Coordinate annotation records:
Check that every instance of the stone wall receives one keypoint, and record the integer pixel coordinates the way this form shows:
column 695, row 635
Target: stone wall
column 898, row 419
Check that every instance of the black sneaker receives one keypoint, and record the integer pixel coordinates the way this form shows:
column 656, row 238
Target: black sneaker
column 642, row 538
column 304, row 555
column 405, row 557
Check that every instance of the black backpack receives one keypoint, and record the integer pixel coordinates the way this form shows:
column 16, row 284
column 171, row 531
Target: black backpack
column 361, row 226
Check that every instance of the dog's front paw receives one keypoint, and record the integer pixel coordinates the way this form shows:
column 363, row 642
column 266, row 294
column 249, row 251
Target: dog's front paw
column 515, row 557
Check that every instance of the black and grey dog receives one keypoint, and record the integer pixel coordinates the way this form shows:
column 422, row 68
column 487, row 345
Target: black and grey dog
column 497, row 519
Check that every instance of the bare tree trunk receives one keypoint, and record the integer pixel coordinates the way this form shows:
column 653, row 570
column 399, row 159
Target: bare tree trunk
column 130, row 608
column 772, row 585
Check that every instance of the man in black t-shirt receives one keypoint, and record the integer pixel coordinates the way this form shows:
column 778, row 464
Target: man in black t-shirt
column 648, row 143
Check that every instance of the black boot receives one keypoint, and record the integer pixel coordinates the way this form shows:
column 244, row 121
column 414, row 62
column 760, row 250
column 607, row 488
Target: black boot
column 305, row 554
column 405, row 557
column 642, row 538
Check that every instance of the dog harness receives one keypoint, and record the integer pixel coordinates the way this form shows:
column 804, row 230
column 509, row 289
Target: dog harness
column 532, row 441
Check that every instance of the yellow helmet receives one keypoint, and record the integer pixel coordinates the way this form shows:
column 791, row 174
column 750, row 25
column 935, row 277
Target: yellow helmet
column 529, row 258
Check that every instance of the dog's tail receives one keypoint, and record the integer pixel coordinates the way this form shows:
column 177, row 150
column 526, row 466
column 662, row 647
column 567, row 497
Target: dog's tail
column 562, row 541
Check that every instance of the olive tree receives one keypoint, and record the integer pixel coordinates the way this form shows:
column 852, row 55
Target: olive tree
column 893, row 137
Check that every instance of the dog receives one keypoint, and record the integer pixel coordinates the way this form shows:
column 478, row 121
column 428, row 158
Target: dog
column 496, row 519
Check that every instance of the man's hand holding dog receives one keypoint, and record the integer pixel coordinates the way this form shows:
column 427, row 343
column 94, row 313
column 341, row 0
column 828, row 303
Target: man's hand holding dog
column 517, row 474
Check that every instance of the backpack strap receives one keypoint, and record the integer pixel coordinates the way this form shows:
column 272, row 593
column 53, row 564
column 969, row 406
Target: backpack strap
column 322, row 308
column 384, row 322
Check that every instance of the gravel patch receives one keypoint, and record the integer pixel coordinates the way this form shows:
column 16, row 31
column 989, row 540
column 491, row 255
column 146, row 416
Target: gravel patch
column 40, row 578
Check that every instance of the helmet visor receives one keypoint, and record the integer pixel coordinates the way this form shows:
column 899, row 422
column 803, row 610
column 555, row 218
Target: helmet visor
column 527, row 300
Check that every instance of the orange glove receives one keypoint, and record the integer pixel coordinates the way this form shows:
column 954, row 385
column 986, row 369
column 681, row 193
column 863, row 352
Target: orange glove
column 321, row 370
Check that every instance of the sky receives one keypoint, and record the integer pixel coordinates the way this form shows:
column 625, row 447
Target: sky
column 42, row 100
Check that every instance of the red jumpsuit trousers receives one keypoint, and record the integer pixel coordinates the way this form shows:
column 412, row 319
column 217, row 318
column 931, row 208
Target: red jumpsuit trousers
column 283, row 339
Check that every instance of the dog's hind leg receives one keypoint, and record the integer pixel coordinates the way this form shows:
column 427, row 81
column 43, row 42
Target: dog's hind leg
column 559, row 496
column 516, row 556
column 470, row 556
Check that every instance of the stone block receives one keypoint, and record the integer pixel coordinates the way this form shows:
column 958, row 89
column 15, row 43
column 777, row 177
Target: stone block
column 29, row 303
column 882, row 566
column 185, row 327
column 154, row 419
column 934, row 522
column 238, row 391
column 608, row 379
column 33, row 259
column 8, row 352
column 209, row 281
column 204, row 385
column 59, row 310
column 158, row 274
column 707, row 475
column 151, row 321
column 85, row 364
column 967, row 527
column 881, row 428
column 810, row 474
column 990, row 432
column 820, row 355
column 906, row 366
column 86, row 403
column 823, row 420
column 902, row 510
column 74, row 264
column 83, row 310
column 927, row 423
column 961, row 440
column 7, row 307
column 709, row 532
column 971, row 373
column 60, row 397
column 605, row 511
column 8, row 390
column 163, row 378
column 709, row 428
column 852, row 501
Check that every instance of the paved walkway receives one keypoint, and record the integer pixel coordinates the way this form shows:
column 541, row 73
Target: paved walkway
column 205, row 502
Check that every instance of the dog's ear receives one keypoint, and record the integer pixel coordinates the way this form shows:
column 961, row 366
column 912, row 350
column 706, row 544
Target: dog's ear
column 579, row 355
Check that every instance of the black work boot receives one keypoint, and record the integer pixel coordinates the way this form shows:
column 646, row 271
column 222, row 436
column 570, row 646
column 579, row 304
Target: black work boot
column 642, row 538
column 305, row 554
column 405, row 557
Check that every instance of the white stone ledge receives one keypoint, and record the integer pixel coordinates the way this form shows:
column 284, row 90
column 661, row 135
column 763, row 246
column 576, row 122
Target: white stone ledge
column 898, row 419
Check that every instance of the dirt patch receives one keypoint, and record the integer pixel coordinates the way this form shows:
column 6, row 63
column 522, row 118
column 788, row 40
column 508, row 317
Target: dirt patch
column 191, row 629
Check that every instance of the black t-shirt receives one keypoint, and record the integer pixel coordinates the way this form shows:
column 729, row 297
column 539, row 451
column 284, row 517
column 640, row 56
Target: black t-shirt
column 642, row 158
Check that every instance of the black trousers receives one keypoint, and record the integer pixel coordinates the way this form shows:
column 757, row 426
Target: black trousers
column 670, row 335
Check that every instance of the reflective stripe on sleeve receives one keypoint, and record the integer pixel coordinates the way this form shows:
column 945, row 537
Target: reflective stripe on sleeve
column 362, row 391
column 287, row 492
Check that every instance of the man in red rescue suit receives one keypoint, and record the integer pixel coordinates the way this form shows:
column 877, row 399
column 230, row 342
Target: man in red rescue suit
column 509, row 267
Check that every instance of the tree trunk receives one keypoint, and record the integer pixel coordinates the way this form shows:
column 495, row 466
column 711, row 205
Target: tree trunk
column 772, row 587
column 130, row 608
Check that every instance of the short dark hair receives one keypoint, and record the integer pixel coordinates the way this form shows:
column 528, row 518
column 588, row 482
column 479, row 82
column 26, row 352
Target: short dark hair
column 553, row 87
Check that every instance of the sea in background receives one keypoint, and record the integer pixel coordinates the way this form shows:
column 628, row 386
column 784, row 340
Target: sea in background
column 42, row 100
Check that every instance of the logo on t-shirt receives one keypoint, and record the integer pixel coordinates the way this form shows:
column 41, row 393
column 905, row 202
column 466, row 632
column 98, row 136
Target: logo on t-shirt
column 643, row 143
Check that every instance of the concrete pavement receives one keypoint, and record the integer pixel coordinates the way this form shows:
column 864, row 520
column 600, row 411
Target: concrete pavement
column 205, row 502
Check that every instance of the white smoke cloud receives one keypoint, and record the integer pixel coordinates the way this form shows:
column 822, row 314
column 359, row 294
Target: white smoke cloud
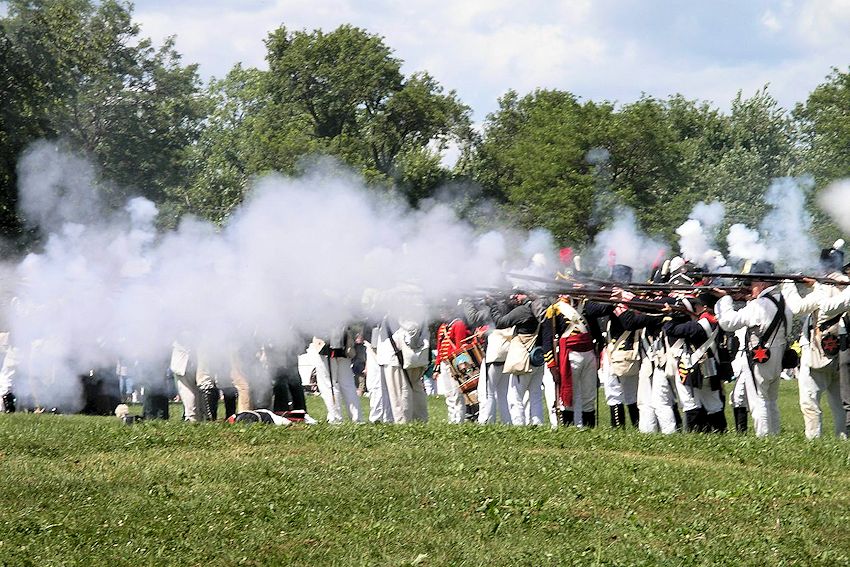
column 745, row 244
column 697, row 235
column 625, row 243
column 787, row 227
column 298, row 258
column 784, row 235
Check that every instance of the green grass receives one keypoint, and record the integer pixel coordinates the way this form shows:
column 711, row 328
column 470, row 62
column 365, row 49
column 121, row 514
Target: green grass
column 89, row 491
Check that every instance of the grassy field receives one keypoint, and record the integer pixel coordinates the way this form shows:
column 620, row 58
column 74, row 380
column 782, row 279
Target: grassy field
column 90, row 491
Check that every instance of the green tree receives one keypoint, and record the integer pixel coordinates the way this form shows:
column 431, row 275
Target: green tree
column 359, row 105
column 533, row 157
column 77, row 70
column 824, row 130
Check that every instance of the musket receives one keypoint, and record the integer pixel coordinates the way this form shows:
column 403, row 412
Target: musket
column 603, row 284
column 646, row 305
column 771, row 277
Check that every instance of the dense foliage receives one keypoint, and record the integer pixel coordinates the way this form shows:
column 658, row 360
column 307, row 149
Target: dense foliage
column 77, row 71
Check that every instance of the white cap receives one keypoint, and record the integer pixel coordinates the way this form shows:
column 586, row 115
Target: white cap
column 676, row 262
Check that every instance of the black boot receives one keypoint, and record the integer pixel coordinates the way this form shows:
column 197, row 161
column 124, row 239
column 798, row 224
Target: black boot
column 212, row 402
column 717, row 422
column 740, row 419
column 691, row 420
column 155, row 406
column 618, row 416
column 634, row 414
column 229, row 401
column 677, row 417
column 8, row 402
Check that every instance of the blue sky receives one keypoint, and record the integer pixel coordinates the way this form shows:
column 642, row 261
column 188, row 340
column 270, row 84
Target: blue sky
column 597, row 49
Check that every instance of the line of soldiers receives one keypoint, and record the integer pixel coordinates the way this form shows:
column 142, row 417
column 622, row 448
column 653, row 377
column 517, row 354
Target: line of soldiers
column 663, row 360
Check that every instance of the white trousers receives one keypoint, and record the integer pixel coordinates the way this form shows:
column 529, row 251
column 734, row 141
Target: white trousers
column 763, row 399
column 525, row 398
column 620, row 389
column 493, row 394
column 694, row 398
column 336, row 386
column 738, row 395
column 551, row 396
column 449, row 387
column 813, row 382
column 585, row 384
column 655, row 400
column 379, row 397
column 407, row 394
column 8, row 370
column 187, row 389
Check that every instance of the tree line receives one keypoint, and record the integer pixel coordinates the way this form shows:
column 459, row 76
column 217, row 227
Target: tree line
column 79, row 72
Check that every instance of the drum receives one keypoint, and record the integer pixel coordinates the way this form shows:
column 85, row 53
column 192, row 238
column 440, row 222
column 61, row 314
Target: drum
column 465, row 365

◆ **Task to carry out**: Repeat only the lines from the one holding "Check that every instance of the tree line" through the last line of the data.

◆ **Response**:
Check that every instance of the tree line receives one keypoint, and record the integer pixel coordinates the way this form shows:
column 459, row 76
column 217, row 227
Target: tree line
column 79, row 72
Check that every instance of the drum receives one keypoint, and record the integer pixel coordinates the way this form shows:
column 85, row 53
column 192, row 238
column 440, row 222
column 61, row 314
Target: drum
column 465, row 365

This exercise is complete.